* begin SUPPLIED RECORDS *

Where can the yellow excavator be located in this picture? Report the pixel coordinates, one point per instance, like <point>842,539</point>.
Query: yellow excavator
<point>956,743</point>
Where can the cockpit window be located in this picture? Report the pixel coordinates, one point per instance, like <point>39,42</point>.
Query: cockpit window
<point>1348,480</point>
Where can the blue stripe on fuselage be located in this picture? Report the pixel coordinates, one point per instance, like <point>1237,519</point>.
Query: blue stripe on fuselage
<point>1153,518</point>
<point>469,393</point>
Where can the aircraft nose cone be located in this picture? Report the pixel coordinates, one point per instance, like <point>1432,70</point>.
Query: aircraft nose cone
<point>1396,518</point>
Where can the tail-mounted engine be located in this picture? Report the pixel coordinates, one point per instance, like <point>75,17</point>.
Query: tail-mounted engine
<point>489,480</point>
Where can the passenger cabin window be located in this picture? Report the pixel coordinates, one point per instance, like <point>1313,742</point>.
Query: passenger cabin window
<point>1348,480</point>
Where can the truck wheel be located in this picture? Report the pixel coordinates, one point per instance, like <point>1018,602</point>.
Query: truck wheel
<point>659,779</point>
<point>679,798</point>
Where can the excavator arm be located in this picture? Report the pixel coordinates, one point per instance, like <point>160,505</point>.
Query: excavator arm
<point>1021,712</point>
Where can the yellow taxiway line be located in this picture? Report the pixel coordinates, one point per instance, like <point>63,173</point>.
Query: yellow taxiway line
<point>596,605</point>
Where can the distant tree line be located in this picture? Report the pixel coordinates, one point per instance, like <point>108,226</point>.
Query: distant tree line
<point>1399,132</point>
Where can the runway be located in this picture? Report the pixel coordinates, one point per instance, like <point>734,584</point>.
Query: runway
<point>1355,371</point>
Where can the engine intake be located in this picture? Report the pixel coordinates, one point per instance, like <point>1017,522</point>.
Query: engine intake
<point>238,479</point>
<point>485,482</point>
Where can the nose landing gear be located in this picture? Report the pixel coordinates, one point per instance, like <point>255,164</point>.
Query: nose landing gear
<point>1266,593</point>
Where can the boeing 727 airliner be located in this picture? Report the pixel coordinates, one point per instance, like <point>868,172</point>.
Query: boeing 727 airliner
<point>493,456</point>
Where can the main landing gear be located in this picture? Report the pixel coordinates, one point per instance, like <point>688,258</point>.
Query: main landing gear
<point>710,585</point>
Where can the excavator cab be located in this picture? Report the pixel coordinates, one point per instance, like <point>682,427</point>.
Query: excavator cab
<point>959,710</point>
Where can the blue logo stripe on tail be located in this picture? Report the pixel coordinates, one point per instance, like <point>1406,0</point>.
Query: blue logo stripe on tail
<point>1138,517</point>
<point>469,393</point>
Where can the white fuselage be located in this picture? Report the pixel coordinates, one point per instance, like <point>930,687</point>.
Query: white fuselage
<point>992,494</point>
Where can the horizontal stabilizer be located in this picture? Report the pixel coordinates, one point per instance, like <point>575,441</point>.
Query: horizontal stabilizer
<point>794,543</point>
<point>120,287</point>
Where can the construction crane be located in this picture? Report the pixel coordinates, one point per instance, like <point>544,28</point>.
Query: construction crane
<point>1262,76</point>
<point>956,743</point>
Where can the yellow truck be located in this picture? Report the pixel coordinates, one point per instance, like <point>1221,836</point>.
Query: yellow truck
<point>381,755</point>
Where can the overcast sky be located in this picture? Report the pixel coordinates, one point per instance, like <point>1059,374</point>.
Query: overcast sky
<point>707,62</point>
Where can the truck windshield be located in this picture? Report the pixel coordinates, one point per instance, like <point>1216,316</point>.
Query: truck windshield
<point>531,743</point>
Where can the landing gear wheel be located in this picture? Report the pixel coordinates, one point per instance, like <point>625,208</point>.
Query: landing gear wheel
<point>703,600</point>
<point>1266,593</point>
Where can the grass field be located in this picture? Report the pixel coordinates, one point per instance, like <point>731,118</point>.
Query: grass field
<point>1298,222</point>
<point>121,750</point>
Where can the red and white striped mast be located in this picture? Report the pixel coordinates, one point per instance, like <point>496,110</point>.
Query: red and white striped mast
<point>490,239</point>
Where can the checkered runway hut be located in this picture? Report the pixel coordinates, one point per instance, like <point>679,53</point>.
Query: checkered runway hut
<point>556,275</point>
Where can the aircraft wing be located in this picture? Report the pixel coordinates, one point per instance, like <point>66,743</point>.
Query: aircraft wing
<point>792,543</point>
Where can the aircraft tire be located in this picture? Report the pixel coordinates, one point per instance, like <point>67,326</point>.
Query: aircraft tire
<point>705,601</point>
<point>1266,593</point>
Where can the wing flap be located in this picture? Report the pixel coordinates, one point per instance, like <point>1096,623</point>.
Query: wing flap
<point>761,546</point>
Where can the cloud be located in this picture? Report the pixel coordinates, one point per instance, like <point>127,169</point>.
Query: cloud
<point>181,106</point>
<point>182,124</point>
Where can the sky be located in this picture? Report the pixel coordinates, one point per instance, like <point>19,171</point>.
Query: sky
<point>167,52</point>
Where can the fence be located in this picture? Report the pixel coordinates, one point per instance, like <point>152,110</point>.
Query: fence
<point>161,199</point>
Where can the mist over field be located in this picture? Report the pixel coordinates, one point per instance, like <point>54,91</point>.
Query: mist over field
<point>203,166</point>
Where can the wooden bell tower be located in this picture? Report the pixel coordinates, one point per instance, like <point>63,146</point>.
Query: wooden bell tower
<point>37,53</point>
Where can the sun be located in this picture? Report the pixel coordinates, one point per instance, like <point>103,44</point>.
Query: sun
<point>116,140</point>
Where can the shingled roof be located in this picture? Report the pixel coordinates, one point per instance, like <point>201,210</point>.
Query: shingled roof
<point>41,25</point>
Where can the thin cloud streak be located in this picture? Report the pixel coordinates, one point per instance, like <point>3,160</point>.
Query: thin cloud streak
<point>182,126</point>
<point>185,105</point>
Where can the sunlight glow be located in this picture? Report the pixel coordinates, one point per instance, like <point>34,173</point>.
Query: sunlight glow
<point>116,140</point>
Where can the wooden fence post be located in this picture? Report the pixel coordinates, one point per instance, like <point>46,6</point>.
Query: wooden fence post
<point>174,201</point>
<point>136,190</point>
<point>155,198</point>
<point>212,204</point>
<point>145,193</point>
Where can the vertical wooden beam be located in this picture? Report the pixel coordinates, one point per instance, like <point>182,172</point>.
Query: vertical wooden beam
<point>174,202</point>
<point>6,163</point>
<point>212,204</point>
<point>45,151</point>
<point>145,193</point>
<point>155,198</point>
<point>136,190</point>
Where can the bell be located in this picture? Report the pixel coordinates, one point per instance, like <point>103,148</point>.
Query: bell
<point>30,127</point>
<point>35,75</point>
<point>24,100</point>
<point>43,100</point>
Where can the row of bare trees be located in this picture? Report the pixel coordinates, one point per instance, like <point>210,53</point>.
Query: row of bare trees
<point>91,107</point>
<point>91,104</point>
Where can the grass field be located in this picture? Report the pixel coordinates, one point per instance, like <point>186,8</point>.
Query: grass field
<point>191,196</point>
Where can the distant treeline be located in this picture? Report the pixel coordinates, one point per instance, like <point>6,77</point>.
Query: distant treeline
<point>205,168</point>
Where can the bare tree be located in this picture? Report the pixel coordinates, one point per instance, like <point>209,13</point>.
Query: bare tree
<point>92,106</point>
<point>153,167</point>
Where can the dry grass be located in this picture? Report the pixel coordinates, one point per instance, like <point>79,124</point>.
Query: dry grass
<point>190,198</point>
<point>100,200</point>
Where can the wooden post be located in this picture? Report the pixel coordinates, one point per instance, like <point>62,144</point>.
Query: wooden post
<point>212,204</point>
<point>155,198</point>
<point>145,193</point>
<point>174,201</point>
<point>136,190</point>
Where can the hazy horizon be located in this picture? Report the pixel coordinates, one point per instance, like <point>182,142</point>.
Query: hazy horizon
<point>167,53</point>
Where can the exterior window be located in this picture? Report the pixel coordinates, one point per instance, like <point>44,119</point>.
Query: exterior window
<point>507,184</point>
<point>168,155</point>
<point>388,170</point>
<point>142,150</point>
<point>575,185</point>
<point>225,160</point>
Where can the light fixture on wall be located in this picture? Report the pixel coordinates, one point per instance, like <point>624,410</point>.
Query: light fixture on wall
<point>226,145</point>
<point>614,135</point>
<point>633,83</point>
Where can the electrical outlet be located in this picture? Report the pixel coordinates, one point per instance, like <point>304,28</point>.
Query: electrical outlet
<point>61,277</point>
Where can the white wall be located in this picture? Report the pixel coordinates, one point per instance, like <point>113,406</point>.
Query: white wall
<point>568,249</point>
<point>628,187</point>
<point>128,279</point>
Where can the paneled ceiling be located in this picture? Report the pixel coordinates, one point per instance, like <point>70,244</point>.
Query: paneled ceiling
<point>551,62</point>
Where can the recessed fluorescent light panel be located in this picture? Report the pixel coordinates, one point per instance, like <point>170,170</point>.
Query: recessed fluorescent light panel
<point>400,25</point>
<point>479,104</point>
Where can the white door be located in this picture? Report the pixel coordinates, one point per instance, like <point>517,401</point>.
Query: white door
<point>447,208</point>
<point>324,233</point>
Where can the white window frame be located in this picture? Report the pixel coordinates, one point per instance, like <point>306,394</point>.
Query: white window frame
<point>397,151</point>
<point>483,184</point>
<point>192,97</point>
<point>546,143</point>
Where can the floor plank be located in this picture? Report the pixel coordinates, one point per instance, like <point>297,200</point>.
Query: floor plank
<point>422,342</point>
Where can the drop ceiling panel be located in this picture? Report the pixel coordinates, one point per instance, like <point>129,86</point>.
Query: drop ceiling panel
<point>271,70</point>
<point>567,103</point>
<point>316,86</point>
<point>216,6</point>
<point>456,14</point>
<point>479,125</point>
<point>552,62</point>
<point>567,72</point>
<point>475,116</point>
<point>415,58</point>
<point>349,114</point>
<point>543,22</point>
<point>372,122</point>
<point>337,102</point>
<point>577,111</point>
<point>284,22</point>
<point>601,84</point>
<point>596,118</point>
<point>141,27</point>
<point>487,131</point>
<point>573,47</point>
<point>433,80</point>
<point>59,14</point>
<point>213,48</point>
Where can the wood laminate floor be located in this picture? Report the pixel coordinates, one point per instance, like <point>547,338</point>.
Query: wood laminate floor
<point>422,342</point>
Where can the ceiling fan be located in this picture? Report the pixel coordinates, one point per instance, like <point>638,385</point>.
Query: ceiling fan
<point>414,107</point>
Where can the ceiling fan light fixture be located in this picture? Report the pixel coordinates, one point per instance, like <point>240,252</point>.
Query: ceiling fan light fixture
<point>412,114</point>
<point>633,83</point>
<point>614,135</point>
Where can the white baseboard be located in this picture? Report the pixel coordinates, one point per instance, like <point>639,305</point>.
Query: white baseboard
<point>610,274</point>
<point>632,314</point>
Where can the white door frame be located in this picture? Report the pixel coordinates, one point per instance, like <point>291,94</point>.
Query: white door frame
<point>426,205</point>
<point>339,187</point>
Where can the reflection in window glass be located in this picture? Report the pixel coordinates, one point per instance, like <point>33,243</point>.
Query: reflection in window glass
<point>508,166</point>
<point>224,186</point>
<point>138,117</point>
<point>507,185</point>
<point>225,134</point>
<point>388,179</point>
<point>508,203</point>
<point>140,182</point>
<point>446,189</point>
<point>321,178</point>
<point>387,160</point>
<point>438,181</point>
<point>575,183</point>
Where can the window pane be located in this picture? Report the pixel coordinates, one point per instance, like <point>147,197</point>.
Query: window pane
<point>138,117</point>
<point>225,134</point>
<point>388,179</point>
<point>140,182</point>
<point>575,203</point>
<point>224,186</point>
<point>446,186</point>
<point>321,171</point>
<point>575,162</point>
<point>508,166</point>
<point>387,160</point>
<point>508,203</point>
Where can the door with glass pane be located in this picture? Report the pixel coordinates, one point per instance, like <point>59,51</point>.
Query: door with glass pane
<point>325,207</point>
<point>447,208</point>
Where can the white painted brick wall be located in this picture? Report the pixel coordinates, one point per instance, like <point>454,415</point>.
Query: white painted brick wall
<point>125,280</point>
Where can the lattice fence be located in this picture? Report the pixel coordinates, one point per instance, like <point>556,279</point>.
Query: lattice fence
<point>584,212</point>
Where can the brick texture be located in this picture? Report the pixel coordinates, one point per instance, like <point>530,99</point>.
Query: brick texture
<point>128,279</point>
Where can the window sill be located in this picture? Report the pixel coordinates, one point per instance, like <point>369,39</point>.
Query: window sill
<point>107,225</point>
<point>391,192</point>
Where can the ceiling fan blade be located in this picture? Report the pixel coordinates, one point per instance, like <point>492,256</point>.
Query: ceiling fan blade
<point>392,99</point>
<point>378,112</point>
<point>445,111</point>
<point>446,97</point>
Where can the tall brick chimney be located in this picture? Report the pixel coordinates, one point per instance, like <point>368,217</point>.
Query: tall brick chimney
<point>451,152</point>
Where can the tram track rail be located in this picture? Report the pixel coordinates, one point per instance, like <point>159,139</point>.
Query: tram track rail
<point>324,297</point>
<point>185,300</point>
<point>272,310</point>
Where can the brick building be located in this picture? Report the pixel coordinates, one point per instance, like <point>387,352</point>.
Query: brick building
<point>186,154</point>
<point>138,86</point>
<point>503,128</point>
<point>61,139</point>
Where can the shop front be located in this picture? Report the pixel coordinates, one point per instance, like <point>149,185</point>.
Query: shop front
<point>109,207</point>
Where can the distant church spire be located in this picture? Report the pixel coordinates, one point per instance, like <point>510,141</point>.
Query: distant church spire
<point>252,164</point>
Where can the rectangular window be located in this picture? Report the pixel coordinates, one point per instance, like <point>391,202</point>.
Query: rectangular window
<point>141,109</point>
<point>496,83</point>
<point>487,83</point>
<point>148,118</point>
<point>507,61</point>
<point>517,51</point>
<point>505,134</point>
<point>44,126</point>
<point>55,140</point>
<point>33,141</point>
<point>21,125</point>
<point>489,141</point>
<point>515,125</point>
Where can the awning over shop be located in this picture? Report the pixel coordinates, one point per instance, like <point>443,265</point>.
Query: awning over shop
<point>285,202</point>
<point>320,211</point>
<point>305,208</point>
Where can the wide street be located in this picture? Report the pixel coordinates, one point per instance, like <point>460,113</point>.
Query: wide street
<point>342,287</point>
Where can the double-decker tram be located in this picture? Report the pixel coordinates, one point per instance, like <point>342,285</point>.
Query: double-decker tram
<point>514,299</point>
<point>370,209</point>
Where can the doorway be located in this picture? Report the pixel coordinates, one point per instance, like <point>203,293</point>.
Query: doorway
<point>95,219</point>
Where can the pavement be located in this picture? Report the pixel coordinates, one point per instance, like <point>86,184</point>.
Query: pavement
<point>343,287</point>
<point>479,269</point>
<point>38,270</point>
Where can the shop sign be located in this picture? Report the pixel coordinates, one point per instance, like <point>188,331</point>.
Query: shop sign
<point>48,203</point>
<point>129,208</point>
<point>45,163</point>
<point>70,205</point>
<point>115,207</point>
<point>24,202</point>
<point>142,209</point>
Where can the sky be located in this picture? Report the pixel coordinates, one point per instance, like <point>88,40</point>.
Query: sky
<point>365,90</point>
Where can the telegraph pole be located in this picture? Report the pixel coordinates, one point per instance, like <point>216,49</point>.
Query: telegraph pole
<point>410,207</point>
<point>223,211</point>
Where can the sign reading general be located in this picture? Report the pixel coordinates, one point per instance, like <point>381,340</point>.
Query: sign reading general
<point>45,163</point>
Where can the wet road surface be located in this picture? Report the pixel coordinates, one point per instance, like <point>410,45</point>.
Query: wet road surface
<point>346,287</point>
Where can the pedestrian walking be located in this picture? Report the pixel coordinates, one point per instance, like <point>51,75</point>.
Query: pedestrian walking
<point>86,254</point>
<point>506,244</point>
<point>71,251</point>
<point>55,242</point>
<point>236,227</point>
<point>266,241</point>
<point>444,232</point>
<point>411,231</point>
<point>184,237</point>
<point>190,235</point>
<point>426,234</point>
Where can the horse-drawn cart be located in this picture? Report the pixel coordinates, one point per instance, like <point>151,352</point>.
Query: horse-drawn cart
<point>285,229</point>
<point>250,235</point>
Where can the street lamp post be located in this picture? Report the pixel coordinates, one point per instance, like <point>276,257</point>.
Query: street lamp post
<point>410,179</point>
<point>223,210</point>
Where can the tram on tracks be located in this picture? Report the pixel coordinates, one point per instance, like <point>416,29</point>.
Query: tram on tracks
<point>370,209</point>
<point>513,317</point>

* end SUPPLIED RECORDS *

** DIRECTIONS **
Take the line that contains "Where can the pedestrian" and each line after it down to the last of the records, and retype them exactly; add nothing else.

** FINAL RESULT **
Where can the pedestrian walking be located in this picture? Report the pixel coordinates, one point per instance, like <point>51,75</point>.
Query: pedestrian walking
<point>86,254</point>
<point>506,244</point>
<point>71,251</point>
<point>55,242</point>
<point>236,227</point>
<point>266,241</point>
<point>444,232</point>
<point>411,231</point>
<point>184,237</point>
<point>190,235</point>
<point>426,234</point>
Where can the horse-drawn cart be located in this picture? Report the pixel coordinates, one point per instance, like <point>151,352</point>.
Query: horse-drawn cart
<point>285,229</point>
<point>250,235</point>
Where can the street lamp post be located in this picture? Report the pixel coordinates, one point per instance, like <point>276,257</point>.
Query: street lamp post
<point>410,179</point>
<point>223,210</point>
Where can the tram on tracks be located in this picture? Report the pixel coordinates, one point per instance, like <point>416,29</point>.
Query: tram on tracks
<point>370,209</point>
<point>513,317</point>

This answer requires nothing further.